Exercise description: Copy out word for word every line of the entries from the line containing "I would be grateful for your help identifying the brass" down to the end of the entries, including both of those lines.

Dataset records:
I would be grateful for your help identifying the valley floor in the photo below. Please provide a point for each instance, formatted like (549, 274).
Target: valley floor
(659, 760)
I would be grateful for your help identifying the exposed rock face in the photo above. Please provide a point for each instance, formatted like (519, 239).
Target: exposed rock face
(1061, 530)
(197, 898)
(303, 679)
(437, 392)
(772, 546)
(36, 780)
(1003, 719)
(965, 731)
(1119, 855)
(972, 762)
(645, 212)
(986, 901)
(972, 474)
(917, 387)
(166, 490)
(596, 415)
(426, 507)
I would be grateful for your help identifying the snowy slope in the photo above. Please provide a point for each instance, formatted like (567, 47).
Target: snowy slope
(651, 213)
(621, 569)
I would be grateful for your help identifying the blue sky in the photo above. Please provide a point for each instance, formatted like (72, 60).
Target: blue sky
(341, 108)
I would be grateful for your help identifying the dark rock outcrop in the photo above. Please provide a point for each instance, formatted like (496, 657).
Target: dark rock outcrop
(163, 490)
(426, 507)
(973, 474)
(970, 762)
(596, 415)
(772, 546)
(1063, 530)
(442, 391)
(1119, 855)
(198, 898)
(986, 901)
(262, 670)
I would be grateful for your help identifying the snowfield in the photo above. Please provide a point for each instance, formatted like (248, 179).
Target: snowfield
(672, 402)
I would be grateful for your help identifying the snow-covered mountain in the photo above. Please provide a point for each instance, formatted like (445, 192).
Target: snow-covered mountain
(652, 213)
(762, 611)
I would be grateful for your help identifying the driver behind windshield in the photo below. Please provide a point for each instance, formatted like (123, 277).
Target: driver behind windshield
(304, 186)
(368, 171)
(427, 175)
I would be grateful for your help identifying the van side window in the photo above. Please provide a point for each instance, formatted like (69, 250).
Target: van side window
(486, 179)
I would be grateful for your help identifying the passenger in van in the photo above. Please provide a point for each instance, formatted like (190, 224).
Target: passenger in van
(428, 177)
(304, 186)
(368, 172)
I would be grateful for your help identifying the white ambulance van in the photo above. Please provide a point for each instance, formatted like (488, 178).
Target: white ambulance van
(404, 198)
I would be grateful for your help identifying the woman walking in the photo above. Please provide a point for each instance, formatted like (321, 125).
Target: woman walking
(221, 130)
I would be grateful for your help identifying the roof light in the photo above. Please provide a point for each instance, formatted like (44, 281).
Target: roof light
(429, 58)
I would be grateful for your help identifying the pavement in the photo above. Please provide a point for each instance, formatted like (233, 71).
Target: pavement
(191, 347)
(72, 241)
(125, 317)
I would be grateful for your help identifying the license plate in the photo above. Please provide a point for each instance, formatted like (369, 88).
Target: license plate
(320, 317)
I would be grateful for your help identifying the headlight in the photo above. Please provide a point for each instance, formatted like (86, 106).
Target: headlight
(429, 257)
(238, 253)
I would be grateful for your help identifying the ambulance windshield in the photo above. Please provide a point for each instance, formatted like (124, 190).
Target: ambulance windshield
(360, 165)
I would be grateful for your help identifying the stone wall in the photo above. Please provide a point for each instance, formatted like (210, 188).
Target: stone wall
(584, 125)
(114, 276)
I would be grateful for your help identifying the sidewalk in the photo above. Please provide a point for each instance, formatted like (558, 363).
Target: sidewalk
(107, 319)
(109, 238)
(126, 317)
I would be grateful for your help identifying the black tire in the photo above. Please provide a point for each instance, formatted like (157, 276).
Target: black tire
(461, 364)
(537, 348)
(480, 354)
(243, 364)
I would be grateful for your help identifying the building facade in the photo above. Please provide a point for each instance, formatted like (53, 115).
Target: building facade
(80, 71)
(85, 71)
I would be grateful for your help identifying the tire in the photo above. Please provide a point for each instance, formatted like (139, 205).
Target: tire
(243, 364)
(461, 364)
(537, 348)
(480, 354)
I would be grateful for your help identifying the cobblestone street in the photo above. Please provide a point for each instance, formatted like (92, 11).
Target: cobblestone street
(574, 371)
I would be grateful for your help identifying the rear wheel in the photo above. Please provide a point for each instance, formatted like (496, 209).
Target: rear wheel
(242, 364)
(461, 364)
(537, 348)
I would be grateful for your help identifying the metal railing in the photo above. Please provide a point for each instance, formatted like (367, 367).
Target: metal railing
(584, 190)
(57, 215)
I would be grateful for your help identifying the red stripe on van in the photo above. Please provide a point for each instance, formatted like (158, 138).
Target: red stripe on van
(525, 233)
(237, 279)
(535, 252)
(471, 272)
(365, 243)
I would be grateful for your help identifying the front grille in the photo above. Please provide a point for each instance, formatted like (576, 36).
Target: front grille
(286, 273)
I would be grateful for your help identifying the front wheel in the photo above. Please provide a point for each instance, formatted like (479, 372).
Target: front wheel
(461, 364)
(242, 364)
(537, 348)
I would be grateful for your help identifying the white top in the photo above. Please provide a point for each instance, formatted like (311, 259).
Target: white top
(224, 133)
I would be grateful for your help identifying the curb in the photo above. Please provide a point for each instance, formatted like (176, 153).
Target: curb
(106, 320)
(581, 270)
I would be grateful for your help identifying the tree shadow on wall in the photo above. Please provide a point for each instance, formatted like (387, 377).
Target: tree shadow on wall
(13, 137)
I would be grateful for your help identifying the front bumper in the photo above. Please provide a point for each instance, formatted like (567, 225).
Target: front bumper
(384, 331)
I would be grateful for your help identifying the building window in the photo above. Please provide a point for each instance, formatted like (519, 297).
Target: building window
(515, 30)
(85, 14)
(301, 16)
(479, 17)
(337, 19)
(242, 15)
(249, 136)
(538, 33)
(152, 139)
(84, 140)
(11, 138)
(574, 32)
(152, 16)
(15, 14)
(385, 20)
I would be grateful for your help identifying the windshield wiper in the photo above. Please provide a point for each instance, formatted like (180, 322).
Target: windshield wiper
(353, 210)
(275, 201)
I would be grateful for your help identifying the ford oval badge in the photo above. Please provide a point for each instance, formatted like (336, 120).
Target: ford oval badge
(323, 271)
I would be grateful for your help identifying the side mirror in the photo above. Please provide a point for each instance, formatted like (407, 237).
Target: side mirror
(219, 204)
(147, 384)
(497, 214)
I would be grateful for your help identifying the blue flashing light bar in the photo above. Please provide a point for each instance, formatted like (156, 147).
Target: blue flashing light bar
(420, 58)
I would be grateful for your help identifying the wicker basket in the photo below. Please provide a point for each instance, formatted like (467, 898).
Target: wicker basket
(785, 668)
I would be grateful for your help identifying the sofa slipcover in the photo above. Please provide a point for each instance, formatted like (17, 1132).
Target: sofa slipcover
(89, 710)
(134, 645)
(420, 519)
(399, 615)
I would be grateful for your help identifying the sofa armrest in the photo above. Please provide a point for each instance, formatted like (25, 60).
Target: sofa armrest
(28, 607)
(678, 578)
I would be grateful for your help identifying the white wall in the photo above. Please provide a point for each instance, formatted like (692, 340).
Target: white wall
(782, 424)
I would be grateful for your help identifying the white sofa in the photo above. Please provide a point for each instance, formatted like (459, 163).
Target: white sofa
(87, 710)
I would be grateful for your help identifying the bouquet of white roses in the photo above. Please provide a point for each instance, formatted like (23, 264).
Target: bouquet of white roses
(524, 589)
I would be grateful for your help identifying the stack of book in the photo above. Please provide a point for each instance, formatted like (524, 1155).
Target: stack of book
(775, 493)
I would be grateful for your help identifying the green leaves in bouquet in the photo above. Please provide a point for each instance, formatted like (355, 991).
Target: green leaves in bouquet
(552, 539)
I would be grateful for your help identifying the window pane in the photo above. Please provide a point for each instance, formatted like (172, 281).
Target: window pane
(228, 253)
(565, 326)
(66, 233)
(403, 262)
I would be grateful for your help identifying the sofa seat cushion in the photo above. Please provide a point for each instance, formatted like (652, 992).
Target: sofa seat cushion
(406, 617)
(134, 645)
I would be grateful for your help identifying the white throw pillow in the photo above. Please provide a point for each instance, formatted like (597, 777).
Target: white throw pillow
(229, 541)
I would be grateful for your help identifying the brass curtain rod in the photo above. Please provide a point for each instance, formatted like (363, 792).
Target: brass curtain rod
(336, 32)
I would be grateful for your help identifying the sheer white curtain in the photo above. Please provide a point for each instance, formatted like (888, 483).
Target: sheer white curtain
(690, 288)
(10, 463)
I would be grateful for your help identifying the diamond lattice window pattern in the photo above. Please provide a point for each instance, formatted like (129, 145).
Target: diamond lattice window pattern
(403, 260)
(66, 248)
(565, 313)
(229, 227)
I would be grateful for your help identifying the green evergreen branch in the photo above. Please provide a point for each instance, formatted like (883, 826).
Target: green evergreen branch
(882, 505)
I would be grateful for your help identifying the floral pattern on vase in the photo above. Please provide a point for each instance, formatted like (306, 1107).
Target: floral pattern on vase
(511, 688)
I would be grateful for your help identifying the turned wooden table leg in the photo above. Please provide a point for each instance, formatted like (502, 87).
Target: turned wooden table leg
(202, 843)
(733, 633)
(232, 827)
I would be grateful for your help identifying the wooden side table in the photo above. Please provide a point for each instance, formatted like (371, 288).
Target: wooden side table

Result below:
I would be grateful for your help identifying the brass curtain rod in the photo above. Please provide a point for each instance, formatted like (363, 792).
Target: brass curtain rod
(336, 32)
I would be grateful for your help identifying the sheer white curtain in the photo above. Please provide a point for each instance, formatted like (888, 483).
Target: sheer white curtain
(690, 288)
(10, 463)
I would be grateful for your help identifying the diamond lattice window pattern in the photo above. Please provide a point for each instance, formatted like (129, 145).
Target: diamond lattice window pattern
(403, 260)
(66, 248)
(565, 313)
(229, 227)
I would be grateful for your help identifying the green evergreen branch in the photo above. Please provide a point for each instance, formatted like (883, 826).
Target: green evergreen branch
(882, 505)
I would be grateful for your help identifying the floral pattern on vase in the photo above. Please provide a point for each instance, formatted like (306, 1107).
Target: floral pattern on vase
(511, 688)
I would be grateful for your help identifying the turned wooden table leg in the photo above. Please provide a point for each instance, formatted like (502, 87).
Target: turned wooden table leg
(202, 843)
(733, 633)
(232, 827)
I would be grateful for your help identifying the wooden side table in the photo above. Please provide a point for each instance, formatted like (371, 288).
Target: wooden side table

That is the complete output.